**What you are asked to do:** Copy out all of the data that follows, exactly as it appears.

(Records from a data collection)
______________________________

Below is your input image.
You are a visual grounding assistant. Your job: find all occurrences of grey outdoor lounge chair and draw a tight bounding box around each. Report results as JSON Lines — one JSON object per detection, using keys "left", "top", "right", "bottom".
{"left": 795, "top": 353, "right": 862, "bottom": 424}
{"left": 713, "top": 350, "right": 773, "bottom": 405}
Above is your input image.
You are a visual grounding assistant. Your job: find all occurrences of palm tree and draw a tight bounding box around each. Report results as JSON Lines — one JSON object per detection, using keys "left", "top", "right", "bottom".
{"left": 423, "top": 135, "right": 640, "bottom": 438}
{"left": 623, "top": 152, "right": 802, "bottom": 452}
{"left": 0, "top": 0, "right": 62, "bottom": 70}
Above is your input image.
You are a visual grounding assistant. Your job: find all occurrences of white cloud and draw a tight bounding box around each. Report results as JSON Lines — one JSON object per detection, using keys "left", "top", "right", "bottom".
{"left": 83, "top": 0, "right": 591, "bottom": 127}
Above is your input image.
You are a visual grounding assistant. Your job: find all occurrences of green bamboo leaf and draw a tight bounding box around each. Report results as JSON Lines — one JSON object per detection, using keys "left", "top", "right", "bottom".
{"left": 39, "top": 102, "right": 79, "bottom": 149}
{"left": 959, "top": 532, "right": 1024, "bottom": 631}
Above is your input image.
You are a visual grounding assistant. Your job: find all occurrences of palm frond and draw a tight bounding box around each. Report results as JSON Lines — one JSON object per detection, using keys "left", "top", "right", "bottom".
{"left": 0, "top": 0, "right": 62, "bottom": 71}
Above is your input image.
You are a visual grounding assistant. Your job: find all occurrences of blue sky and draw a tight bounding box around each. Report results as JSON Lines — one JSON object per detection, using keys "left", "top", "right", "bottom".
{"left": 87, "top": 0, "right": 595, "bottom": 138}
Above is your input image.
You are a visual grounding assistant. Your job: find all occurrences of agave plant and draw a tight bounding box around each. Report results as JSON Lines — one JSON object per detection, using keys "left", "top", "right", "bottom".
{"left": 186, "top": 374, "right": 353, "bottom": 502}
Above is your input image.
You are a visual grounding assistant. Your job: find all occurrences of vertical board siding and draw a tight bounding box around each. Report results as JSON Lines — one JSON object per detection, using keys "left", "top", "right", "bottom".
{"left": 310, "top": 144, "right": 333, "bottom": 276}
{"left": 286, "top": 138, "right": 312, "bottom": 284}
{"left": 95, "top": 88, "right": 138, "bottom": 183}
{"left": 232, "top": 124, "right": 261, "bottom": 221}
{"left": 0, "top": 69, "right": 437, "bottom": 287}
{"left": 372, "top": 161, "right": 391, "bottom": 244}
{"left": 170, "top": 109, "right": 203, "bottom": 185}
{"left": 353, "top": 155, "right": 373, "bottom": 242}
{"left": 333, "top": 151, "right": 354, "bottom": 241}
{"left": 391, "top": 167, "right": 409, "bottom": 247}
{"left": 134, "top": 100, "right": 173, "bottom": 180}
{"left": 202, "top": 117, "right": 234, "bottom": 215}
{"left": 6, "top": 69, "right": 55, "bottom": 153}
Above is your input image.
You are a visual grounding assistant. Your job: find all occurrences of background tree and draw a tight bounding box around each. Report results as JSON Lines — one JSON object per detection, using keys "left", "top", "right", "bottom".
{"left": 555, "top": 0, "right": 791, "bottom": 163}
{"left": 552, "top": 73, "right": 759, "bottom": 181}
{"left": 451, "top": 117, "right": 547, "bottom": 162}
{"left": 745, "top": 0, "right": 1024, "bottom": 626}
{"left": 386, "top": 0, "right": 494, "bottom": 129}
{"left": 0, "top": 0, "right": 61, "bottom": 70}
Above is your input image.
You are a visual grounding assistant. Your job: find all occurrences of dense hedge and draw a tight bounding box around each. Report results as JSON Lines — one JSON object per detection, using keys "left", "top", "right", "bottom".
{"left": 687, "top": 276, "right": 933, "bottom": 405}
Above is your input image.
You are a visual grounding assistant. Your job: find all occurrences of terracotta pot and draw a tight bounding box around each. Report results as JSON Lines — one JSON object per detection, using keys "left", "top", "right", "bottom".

______________________________

**Result:**
Below is your input image.
You are a visual grounding assistant. Your job: find all occurrences of grey outdoor lounge chair and draw a tight bounding box around each. Report results as JSON Lines — one JSON object per detection, using keys "left", "top", "right", "bottom".
{"left": 795, "top": 353, "right": 862, "bottom": 424}
{"left": 713, "top": 350, "right": 773, "bottom": 405}
Above is your input image.
You are a visual grounding assistant. Your job: find all occurrences of palm tree and draw a tight bounding box around each. Report results as JSON Lines — one JSON object per detection, using keys "left", "top", "right", "bottom".
{"left": 423, "top": 135, "right": 640, "bottom": 438}
{"left": 623, "top": 152, "right": 802, "bottom": 452}
{"left": 0, "top": 0, "right": 62, "bottom": 70}
Above is your input image.
You are a visual grounding assistant. Your job: find all occurrences of white cloud and draw a tight bounding box around each. Report results as JSON Lines — one JSON object per detection, using keys "left", "top", "right", "bottom".
{"left": 83, "top": 0, "right": 591, "bottom": 127}
Above is your input image.
You are a visual grounding assistant. Your job: find all occurrences of green bamboo leaf and draw a tight bounding box around each. Report results as JSON Lines — one JSON object per detection, using keys "left", "top", "right", "bottom".
{"left": 39, "top": 102, "right": 79, "bottom": 149}
{"left": 959, "top": 532, "right": 1024, "bottom": 631}
Above is your input image.
You are a visual grounding assistant. Your job: find all occurrences of palm frond and draw a tight bounding box around each. Report results as JSON Lines — one JSON object per detection, using keys "left", "top", "right", "bottom".
{"left": 0, "top": 0, "right": 62, "bottom": 71}
Above is your input image.
You are a visual grounding assistant. Your job: find all occurrences of blue sky and draw a tight bounding box around each. Report results as JSON Lines — one JSON object per detection, using keys "left", "top", "right", "bottom".
{"left": 87, "top": 0, "right": 595, "bottom": 138}
Above is your input image.
You are a visual grounding assistant. Your job: find all occurrences of agave plant and draw a tight bounding box around each. Report results as JSON Lines — one JSON object per detection, using keys "left", "top", "right", "bottom".
{"left": 186, "top": 374, "right": 353, "bottom": 502}
Above is your input image.
You are a visual grounding assistant. Your job: find all occurrences of vertical board siding and draw a tight bounding box around each. Report results as JSON Lines — one JSON object per detection, using keys "left", "top", "right", "bottom".
{"left": 310, "top": 144, "right": 333, "bottom": 276}
{"left": 286, "top": 138, "right": 312, "bottom": 284}
{"left": 95, "top": 88, "right": 138, "bottom": 183}
{"left": 232, "top": 124, "right": 261, "bottom": 221}
{"left": 0, "top": 69, "right": 437, "bottom": 287}
{"left": 372, "top": 161, "right": 391, "bottom": 244}
{"left": 170, "top": 109, "right": 203, "bottom": 185}
{"left": 353, "top": 155, "right": 373, "bottom": 242}
{"left": 333, "top": 151, "right": 354, "bottom": 241}
{"left": 391, "top": 167, "right": 409, "bottom": 247}
{"left": 134, "top": 100, "right": 173, "bottom": 180}
{"left": 202, "top": 117, "right": 234, "bottom": 215}
{"left": 6, "top": 69, "right": 55, "bottom": 153}
Above is your input image.
You are a visual grounding assistant. Your job: find all occurrences of background tree and draw a tight bounding box around each. Report results as JSON Lines — one JSON object per detection, using keys "left", "top", "right", "bottom".
{"left": 555, "top": 0, "right": 791, "bottom": 163}
{"left": 552, "top": 73, "right": 759, "bottom": 181}
{"left": 451, "top": 117, "right": 547, "bottom": 162}
{"left": 745, "top": 0, "right": 1024, "bottom": 626}
{"left": 386, "top": 0, "right": 494, "bottom": 129}
{"left": 0, "top": 0, "right": 61, "bottom": 70}
Above is your input image.
You are a visual grounding assistant. Your job: find all occurrences of dense hedge and draw a tight bounding box around each. Report results as JSON Lines — one JSON object per detection, using keys "left", "top", "right", "bottom".
{"left": 687, "top": 276, "right": 933, "bottom": 405}
Above is your input image.
You are a visual grounding assistant. Your job: find all occurrences of terracotta pot and draw a tight bounding box around each. Report results as JSON Lines — one JSON object per detection, using keys "left", "top", "right", "bottom".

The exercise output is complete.